Some tropical cyclones with extremely large outer eyewalls do not experience the contraction of the outer eye and subsequent dissipation of the inner eye. Typhoon Winnie (1997) developed an outer eyewall with a diameter of 200 nmi that did not dissipate until it reached the shoreline. The time required for the eyewall to collapse is inversely related to the diameter of the eyewall which is mostly because inward directed wind decreases asymptotically to zero with distance from the radius of maximum winds, but also due to the distance required to collapse the eyewall.

Throughout the entire vertical layer of the moat, there is dry descending air. The dynamics of the moat region are similar to the eye, while the outer eyewall takes on the dynamics of the primary eyewall. The vertical structure of the eye has two layers. The largest layer is that from the top of the tropopause to a capping layer around 700 hPa which is described by descending warm air. Below the capping layer, the air is moist and has convection with the presence of stratocumulus clouds. The moat gradually takes on the characteristics of the eye, upon which the inner eyewall can only dissipate in strength as the majority of the inflow is now being used to maintain the outer eyewall. The inner eye is eventually evaporated as it is warmed by the surrounding dry air in the moat and eye. Models and observations show that once the outer eyewall completely surrounds the inner eye, it takes less than 12 hours for the complete dissipation of the inner eyewall. The inner eyewall feeds mostly upon the moist air in the lower portion of the eye before evaporating.

==Evolution into an annular tropical cyclone==

Annular tropical cyclones have a single eyewall that is larger and circularly symmetric. Observations show that an eyewall replacement cycle can lead to the development of an annular hurricane. While some tropical cyclones become annular without undergoing an eyewall replacement cycle, it has been hypothesized that the dynamics leading to the formation of a secondary eyewall may be similar to those needed for development of an annular eye. Typhoon Wutip (2019) and Typhoon Winnie (1997) were examples where a storm had an eyewall replacement cycle and then turned into an annular tropical cyclone. Annular tropical cyclones have been simulated that have gone through the life cycle of an eyewall replacement. The simulations show that the major rainbands will grow such that the arms will overlap, and then it spirals into itself to form a concentric eyewall. The inner eyewall dissipates, leaving a tropical cyclone with a singular large eye with no rainbands.

■ Requirement ■
Rewrite the passage on eyewall replacement starting at the words "Some tropical cyclones with" and ending after "collapse the eyewall.". In that stretch, swap "shoreline" for "coast".

(Excerpts from a dataset)
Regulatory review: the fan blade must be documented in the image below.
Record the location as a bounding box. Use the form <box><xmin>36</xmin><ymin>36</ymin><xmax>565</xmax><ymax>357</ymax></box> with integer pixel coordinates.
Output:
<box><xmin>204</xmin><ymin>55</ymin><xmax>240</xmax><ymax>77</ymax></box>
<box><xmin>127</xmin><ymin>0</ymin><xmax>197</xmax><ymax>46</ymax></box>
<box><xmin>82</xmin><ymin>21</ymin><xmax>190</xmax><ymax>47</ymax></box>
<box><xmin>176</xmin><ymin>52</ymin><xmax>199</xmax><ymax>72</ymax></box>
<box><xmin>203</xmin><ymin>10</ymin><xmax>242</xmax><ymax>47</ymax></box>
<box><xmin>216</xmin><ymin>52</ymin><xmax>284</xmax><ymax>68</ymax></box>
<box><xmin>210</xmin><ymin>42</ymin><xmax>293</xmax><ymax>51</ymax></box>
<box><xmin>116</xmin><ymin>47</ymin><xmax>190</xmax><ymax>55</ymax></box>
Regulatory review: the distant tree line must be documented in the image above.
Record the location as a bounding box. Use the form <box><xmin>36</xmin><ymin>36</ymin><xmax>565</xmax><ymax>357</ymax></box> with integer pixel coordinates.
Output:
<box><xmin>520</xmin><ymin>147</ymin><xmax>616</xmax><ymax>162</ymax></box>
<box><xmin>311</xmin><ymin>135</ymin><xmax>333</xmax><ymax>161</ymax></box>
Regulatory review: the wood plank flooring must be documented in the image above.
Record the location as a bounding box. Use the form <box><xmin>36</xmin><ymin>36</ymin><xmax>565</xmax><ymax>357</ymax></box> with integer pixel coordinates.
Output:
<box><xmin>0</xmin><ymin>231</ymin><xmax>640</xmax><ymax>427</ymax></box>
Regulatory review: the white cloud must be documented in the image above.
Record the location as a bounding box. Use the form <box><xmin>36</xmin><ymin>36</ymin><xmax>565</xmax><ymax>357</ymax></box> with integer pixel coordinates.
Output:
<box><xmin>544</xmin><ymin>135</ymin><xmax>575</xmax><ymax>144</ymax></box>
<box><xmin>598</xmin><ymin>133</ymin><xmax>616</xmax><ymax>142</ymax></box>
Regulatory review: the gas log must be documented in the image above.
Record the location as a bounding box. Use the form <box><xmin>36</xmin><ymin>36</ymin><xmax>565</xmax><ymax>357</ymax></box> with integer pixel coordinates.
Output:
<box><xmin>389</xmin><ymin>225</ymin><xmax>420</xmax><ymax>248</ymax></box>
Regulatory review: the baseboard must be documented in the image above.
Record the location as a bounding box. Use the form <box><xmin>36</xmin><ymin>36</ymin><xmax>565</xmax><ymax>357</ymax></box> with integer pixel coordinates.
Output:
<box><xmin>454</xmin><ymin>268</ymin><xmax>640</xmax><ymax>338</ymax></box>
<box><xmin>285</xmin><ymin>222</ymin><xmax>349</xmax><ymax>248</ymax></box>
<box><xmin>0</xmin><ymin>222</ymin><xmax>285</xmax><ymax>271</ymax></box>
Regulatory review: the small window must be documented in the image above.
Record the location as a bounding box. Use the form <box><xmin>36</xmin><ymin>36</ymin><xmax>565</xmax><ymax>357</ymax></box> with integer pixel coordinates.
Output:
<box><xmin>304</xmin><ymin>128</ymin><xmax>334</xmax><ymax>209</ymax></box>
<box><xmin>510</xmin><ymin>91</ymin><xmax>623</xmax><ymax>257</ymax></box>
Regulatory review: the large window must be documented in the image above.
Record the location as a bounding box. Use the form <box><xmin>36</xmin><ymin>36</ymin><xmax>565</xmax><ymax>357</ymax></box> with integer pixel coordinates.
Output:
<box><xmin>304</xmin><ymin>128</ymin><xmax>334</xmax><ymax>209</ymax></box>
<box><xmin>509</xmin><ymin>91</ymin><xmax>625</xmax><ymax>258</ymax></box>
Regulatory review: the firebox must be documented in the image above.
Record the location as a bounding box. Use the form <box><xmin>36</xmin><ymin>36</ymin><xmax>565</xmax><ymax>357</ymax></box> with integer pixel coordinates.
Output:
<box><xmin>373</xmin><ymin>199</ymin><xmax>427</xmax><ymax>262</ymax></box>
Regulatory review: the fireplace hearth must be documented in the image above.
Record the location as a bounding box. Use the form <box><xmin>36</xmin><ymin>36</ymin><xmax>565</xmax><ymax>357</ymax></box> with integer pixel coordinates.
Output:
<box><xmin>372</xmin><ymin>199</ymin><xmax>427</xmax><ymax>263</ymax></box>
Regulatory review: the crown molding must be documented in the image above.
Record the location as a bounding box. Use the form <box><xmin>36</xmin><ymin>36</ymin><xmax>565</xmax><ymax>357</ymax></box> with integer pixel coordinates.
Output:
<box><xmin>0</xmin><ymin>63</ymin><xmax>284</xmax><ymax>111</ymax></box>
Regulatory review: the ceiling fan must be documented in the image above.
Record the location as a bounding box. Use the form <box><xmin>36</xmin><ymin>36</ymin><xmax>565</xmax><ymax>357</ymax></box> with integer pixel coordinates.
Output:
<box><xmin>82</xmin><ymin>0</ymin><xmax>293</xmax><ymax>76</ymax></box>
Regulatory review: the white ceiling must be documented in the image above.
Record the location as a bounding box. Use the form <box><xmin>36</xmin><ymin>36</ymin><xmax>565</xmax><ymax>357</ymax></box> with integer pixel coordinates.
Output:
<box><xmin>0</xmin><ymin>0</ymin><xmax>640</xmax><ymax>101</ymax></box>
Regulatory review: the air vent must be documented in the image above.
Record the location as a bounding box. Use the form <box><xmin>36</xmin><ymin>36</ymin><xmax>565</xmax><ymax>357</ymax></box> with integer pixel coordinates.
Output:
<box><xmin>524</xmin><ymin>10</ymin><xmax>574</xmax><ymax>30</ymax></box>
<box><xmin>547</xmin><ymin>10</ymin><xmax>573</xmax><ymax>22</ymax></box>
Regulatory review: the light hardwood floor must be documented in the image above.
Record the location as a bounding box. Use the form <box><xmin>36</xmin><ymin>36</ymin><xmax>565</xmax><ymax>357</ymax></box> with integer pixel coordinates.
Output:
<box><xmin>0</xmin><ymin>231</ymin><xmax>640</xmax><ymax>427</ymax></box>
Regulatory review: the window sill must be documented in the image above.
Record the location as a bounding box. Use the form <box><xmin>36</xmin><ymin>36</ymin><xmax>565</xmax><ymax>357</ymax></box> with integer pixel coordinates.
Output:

■ Output of the exercise ■
Some tropical cyclones with extremely large outer eyewalls do not experience the contraction of the outer eye and subsequent dissipation of the inner eye. Typhoon Winnie (1997) developed an outer eyewall with a diameter of 200 nmi that did not dissipate until it reached the coast. The time required for the eyewall to collapse is inversely related to the diameter of the eyewall which is mostly because inward directed wind decreases asymptotically to zero with distance from the radius of maximum winds, but also due to the distance required to collapse the eyewall.